**EXERCISE AIM**. With "white" as the search word, show every line of the material that has it.

**PROVIDED RECORDS**.
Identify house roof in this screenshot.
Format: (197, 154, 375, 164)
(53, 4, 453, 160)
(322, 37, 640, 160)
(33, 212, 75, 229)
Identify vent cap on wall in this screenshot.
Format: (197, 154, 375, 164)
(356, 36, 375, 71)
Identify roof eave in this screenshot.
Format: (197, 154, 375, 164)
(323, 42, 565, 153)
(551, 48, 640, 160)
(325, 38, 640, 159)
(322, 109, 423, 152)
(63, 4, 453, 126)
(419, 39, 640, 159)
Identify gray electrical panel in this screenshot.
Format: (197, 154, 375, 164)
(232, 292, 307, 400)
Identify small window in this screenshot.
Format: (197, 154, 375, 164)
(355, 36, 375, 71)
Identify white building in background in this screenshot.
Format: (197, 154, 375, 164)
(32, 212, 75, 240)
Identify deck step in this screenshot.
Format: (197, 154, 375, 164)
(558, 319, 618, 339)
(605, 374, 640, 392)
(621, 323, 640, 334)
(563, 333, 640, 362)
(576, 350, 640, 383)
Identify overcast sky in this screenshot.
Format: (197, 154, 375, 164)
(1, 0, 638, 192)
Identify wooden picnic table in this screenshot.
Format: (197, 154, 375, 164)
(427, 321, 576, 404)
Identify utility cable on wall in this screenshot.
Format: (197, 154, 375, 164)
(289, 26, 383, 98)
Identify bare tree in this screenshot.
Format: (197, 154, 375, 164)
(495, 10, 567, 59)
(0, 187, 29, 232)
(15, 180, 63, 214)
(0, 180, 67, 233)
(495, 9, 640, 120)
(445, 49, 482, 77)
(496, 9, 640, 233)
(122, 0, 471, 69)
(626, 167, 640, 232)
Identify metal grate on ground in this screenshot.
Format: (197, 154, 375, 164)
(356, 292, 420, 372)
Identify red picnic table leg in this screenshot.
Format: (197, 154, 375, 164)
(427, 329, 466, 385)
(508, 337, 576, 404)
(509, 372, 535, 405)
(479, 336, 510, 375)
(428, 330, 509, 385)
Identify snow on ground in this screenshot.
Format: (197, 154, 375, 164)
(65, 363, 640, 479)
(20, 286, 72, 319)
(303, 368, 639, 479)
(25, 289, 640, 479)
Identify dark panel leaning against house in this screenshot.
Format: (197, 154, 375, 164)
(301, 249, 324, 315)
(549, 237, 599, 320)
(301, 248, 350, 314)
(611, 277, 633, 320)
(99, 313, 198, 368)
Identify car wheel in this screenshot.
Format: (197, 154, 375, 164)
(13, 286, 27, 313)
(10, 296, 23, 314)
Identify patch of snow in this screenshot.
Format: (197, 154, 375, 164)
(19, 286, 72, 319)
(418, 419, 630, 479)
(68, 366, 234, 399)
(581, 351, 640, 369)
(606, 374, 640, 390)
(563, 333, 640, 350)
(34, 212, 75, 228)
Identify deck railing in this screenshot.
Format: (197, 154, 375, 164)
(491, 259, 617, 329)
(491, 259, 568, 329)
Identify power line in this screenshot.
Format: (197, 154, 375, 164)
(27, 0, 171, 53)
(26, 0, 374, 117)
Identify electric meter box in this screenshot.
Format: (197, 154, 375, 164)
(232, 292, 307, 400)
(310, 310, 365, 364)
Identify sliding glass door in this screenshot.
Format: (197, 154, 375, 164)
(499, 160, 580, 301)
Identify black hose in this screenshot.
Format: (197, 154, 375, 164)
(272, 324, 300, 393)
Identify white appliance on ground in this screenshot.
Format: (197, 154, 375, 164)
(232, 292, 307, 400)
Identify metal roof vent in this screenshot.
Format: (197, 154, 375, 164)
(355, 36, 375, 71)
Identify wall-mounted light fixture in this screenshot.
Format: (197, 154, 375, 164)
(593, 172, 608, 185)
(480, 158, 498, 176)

**RESULT**.
Identify white building in background in this screenshot.
Identify white appliance on ground in this screenshot.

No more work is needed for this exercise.